(TÂCHES À RÉALISER)
A - D'après le texte sur les banques iraniennes, à quel niveau le régime a-t-il plafonné les taux au début de 2017 ?
B - Relevez toutes les indications de date (jour, mois ou année) présentes dans le texte sur les banques iraniennes.

(TEXTE CHOISI)
##############################

L'Iran est gangrené par des banques sauvages qui offrent des intérêts jusqu'à 30% des dépôts. Au début de 2017, le régime a plafonné les taux à 15%, mais peu de banques se sont conformées à cette directive selon le quotidien économique Donya-e Eqtesad du 8 juin. Le gouvernement a réagi en laissant 10 établissements de crédit privés faire faillite. Les comptes d'épargne de millions de petits déposants ont été anéantis. Eurasia Diary a rapporté le 2 janvier, "Une vague de colère majeure est née de l'effondrement des sociétés de prêt non autorisées qui ont laissé des millions d'investisseurs les poches vides. Ces sociétés se sont multipliées dans l'espace financier libéralisé sous l'ancien président Mahmoud Ahmadinejad. Elles ont consenti des prêts sauvages pendant le boom de la construction, et elles se sont effondrées lorsque la bulle a éclaté. Rouhani a déclaré en décembre que ces sociétés de prêt avaient mis la main sur un quart du marché financier avec trois à quatre millions de comptes au moment où il arrivait au pouvoir en 2013 et qu'il avait commencé à les fermer. "

##############################

(DONNÉES AFFICHÉES)
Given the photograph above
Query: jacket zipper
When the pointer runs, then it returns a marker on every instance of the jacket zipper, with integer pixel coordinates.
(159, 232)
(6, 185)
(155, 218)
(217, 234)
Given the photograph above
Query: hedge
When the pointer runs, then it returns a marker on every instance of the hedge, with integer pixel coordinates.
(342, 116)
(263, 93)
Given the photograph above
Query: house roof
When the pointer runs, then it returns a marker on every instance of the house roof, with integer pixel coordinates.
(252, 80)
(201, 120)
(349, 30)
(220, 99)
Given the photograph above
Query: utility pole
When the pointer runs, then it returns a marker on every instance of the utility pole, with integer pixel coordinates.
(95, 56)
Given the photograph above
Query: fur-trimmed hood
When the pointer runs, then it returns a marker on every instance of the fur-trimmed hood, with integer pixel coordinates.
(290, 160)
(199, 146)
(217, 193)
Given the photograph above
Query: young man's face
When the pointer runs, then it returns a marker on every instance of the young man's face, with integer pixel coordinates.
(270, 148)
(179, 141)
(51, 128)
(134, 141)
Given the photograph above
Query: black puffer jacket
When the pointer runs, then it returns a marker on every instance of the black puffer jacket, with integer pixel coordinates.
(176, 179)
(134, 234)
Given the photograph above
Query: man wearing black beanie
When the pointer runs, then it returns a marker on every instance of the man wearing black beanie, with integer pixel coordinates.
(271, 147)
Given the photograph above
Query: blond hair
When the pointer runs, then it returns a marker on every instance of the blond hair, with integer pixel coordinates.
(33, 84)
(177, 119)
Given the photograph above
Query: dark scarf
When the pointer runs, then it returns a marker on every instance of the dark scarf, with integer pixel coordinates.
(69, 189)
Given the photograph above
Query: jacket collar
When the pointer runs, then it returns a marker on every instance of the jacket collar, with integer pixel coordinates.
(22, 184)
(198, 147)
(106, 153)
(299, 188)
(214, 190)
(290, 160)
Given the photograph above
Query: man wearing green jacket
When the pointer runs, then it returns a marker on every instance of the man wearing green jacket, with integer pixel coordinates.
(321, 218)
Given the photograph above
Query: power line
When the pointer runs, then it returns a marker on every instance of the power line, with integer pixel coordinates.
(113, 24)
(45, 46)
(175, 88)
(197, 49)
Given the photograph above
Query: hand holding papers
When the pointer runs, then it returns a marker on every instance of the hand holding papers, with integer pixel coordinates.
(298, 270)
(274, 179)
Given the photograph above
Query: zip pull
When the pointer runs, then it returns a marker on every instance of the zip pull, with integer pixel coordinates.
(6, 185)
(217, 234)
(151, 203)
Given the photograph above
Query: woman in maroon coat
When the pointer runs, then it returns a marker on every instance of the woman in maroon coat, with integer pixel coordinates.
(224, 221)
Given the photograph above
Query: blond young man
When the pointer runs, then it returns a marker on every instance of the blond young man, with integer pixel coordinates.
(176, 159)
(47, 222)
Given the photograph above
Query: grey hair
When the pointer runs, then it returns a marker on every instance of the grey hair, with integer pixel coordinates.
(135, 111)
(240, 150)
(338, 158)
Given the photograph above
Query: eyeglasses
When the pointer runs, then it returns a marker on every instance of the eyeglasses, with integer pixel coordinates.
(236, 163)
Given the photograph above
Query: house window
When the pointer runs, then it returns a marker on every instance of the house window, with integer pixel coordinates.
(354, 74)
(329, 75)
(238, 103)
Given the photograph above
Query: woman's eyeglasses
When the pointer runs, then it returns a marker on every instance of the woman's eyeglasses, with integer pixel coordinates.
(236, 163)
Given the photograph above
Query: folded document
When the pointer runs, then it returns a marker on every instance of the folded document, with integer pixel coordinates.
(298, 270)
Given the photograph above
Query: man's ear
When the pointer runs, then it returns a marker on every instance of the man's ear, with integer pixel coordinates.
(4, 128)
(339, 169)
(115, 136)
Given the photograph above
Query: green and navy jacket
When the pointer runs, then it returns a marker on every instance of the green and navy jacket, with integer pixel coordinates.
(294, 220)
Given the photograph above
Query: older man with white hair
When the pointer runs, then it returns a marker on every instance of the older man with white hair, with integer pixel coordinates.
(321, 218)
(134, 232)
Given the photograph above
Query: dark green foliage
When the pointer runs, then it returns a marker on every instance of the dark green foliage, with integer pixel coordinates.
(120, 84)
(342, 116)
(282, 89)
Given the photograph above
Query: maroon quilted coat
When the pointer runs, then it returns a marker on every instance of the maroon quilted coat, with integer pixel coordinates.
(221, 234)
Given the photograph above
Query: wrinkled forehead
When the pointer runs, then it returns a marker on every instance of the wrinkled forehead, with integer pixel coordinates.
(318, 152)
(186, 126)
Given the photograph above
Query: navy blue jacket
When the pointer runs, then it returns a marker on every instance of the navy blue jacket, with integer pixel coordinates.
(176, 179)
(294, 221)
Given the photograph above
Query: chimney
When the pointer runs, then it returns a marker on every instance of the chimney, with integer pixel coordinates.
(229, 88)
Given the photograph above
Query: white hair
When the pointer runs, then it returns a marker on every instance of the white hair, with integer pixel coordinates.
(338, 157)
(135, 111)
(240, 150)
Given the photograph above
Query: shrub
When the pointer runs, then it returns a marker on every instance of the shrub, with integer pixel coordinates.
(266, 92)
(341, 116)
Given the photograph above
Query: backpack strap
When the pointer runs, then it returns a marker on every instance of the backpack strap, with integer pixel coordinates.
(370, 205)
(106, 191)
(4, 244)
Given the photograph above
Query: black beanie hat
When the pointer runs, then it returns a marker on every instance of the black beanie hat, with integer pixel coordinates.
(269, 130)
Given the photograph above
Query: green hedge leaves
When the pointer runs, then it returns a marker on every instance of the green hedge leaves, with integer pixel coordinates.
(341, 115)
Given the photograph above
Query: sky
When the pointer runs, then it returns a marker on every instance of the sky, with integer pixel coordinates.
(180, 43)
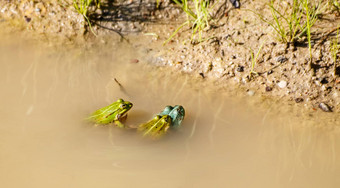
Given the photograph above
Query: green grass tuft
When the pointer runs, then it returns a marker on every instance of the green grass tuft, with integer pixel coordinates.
(335, 50)
(198, 18)
(82, 7)
(294, 22)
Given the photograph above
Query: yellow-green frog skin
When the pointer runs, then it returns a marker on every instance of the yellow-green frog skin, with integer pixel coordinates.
(112, 113)
(156, 127)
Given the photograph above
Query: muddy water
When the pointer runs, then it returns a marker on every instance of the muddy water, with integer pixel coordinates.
(47, 91)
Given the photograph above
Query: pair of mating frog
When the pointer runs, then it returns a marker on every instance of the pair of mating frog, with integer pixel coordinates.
(169, 117)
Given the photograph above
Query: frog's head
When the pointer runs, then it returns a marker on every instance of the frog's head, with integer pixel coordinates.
(123, 107)
(177, 115)
(166, 110)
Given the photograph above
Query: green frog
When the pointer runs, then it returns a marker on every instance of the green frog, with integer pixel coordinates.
(176, 113)
(158, 126)
(115, 112)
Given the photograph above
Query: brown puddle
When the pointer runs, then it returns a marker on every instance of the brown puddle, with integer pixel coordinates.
(46, 92)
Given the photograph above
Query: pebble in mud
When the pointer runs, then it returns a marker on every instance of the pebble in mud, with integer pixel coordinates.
(325, 107)
(282, 84)
(240, 69)
(299, 100)
(268, 88)
(251, 93)
(281, 59)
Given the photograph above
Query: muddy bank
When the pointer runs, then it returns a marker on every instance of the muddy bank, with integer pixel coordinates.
(283, 70)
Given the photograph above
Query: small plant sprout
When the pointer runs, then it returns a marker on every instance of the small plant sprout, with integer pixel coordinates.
(82, 7)
(335, 50)
(294, 22)
(254, 60)
(198, 18)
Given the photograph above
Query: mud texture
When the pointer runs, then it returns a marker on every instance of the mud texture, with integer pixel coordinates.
(283, 71)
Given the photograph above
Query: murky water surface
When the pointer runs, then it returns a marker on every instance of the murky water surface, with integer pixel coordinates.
(47, 91)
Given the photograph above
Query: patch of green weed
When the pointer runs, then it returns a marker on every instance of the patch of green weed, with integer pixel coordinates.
(82, 7)
(198, 17)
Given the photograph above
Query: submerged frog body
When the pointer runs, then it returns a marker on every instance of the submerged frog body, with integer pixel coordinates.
(158, 126)
(112, 113)
(176, 113)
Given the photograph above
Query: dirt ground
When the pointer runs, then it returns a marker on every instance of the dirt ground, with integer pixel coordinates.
(284, 72)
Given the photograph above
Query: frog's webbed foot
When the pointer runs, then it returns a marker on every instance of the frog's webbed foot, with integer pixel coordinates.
(119, 124)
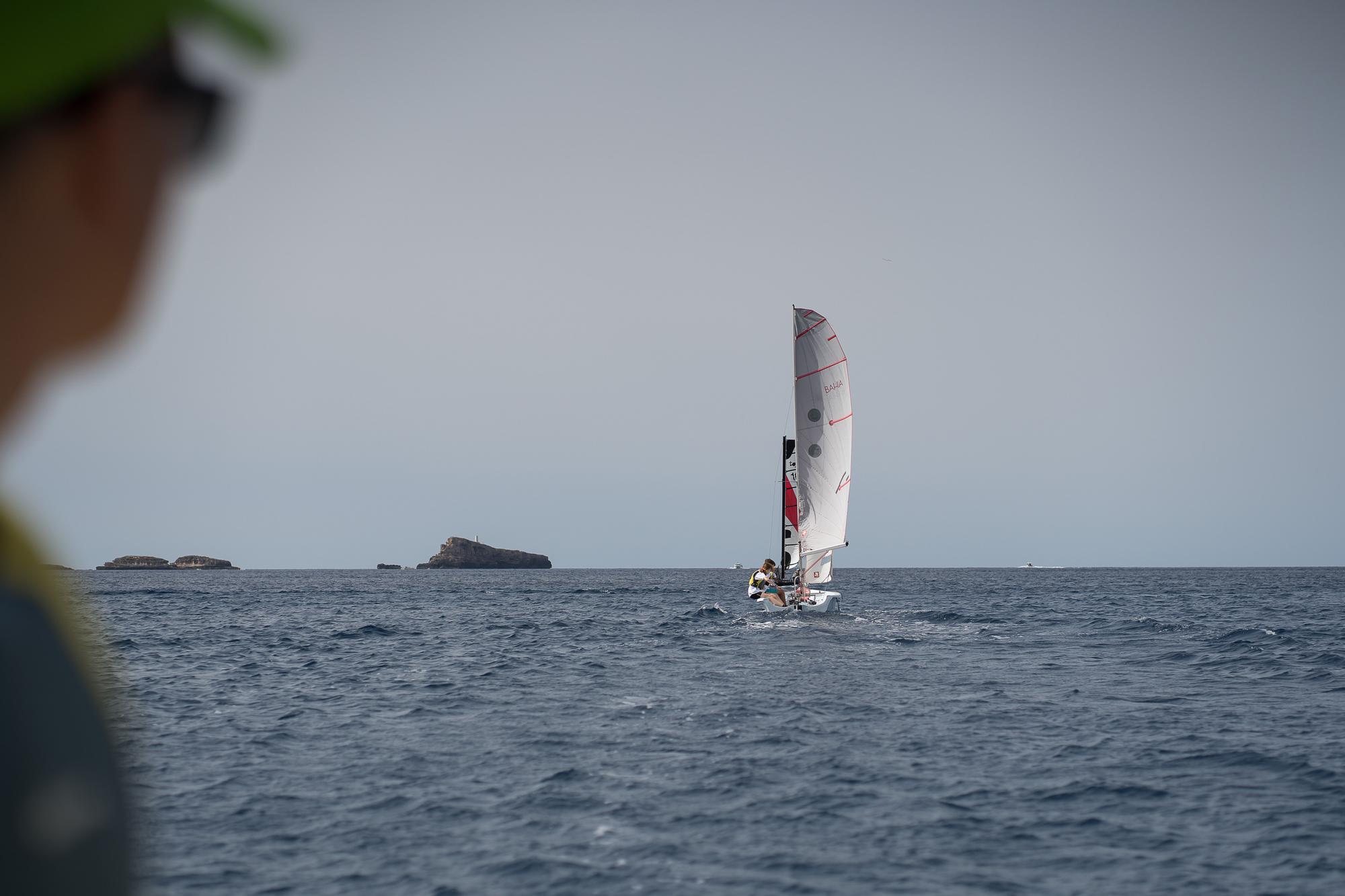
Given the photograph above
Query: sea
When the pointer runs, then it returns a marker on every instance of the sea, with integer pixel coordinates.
(653, 731)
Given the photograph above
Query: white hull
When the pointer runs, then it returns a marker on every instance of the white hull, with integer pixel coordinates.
(817, 602)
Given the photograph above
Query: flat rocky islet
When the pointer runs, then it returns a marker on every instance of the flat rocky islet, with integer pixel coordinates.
(465, 553)
(146, 561)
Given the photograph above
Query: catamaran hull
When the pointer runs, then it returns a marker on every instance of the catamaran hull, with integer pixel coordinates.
(817, 602)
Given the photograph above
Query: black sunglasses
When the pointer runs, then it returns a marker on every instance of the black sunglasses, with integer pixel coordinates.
(200, 108)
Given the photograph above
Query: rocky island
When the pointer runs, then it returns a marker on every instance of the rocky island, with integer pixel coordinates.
(145, 561)
(463, 553)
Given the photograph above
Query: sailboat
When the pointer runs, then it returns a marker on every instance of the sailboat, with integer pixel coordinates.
(816, 467)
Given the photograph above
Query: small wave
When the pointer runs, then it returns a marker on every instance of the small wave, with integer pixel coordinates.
(948, 616)
(1133, 624)
(368, 631)
(1252, 635)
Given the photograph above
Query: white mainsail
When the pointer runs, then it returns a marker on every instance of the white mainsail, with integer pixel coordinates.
(824, 428)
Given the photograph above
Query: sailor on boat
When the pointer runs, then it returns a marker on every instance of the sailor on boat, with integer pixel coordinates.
(763, 584)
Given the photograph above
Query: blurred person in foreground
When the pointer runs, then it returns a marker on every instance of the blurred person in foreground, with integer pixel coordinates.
(95, 119)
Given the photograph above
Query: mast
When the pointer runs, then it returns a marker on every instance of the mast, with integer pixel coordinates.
(785, 489)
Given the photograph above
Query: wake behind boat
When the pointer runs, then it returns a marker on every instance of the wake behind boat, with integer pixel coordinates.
(816, 469)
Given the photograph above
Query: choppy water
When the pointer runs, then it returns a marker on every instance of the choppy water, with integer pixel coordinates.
(1073, 731)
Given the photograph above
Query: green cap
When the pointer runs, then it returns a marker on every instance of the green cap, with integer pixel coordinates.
(52, 49)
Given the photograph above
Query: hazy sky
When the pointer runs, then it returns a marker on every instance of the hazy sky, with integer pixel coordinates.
(524, 271)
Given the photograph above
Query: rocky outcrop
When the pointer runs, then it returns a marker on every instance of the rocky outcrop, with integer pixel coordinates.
(190, 561)
(138, 561)
(463, 553)
(197, 561)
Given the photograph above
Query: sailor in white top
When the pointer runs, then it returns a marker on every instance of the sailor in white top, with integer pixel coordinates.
(763, 584)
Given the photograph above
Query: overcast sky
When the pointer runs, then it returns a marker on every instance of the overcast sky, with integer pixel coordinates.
(524, 271)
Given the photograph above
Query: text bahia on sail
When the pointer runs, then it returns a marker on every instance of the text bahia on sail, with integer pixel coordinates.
(816, 479)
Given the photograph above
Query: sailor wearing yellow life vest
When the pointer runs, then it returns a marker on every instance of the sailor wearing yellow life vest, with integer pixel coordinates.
(763, 584)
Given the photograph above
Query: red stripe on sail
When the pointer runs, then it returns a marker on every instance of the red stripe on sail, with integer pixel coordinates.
(820, 370)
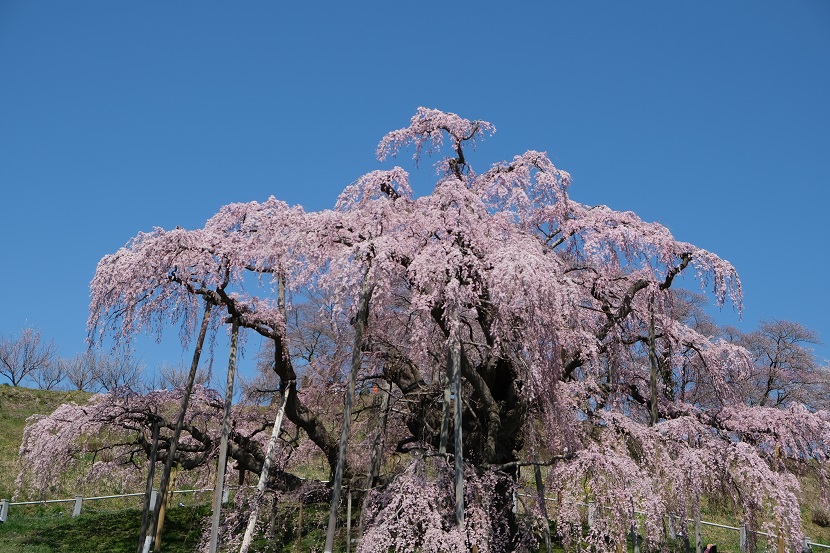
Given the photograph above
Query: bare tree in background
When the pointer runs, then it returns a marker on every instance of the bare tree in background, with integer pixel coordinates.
(49, 377)
(175, 376)
(23, 356)
(785, 367)
(82, 371)
(117, 370)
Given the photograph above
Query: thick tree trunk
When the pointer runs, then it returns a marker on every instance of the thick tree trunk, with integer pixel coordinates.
(263, 477)
(272, 442)
(357, 356)
(654, 413)
(223, 446)
(455, 358)
(377, 450)
(174, 441)
(447, 408)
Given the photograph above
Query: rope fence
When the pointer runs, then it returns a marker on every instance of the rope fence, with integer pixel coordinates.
(807, 545)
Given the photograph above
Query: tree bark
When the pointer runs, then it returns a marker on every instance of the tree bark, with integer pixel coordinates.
(191, 378)
(148, 492)
(357, 356)
(223, 446)
(455, 357)
(263, 476)
(377, 450)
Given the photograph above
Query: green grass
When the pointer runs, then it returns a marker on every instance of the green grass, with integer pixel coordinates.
(16, 405)
(109, 532)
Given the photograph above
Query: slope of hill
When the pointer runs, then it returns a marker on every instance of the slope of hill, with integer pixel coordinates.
(16, 405)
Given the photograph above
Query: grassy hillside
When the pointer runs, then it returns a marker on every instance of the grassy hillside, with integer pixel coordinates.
(16, 405)
(44, 531)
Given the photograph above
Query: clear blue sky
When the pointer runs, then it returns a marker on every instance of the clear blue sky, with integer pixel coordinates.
(711, 117)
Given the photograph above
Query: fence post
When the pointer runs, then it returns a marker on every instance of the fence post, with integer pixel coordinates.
(698, 538)
(76, 510)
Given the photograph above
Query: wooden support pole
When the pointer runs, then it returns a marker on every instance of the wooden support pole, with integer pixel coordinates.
(357, 357)
(219, 491)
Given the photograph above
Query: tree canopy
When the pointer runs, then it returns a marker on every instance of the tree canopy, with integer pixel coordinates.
(573, 347)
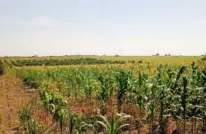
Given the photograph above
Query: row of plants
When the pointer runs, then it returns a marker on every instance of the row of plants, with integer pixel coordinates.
(69, 61)
(177, 92)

##############################

(RÉPONSES FINALES)
A - À 15 %.

B - début de 2017 ; 8 juin ; 2 janvier ; décembre ; 2013